TEXTE FOURNI >>
########
Le point sur lequel je veux insister et qui n’est quasiment jamais abordé dans le débat, c’est pourquoi l’euro frappe particulièrement la France, c’est-à-dire pourquoi nous sommes nous français défavorisés par rapport aux autres avec l’euro ? Cela vient du fait que avant l’euro, il y avait le système le serpent monétaire européen et ensuite le système monétaire européen. Tout cela issue de la politique de Mitterrand au moment du tournant de la rigueur en 1983. Mitterrand a mené une politique qu’on appelait la politique du Franc fort, la désinflation compétitive. Pourquoi ? parce qu’il avait lancé à partir de 1981, quand il a gagné l’élection présidentielle, une relance kénésienne qui n’était pas mauvaise mais qui a oublié d’utiliser deux armes macroéconomiques tout à fait considérables que sont la monnaie et le protectionnisme.
########
OBJECTIF >> Dressez la liste de tous les dispositifs monétaires européens que nomme le texte sur l'euro et la France.

DONNÉES EXTRAITES >>
########
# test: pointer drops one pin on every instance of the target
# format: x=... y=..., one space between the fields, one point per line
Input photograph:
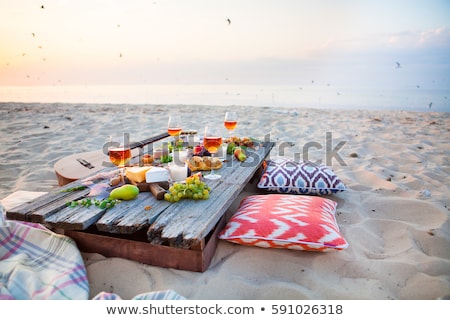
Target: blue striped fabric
x=36 y=263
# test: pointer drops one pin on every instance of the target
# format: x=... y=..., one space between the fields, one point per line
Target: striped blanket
x=36 y=263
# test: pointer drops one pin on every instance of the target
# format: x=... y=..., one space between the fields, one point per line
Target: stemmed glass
x=212 y=141
x=120 y=156
x=174 y=128
x=230 y=121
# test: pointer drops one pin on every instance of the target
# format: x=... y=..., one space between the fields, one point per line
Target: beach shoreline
x=395 y=213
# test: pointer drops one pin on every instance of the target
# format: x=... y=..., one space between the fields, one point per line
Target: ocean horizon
x=325 y=96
########
RÉSULTAT >>
- le serpent monétaire européen
- le système monétaire européen
- l'euro